## Challenge
Set out every line of the data below as a Markdown table with the columns Row and Line, numbering the rows and skipping blank lines. Leave the pictures out of the table.

## Raw records
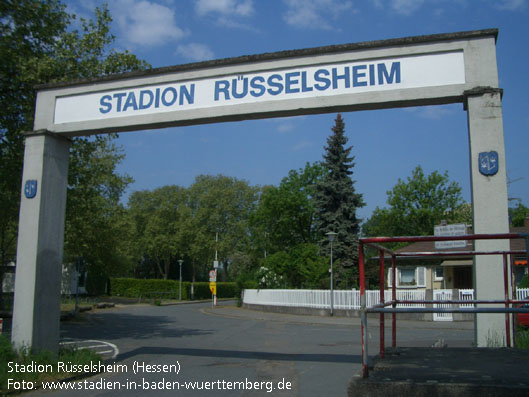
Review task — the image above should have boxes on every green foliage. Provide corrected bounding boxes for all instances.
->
[315,114,364,280]
[0,0,149,292]
[128,185,191,279]
[257,244,330,289]
[110,278,190,300]
[250,163,325,257]
[128,175,257,280]
[85,267,108,296]
[187,175,257,280]
[187,282,237,300]
[256,266,286,289]
[363,166,462,236]
[110,278,237,300]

## Correct output
| Row | Line |
|---|---|
| 1 | Review task — the image above should have boxes on every green foliage. Provide corrected bounding boxes for all instances. |
| 2 | -> |
| 3 | [315,114,364,280] |
| 4 | [0,0,149,292] |
| 5 | [128,185,191,279] |
| 6 | [257,244,330,289] |
| 7 | [110,278,190,300] |
| 8 | [250,163,325,257] |
| 9 | [128,175,257,280] |
| 10 | [85,267,108,296] |
| 11 | [187,175,257,280] |
| 12 | [187,282,237,300] |
| 13 | [256,266,286,289] |
| 14 | [363,166,462,236] |
| 15 | [110,278,237,300] |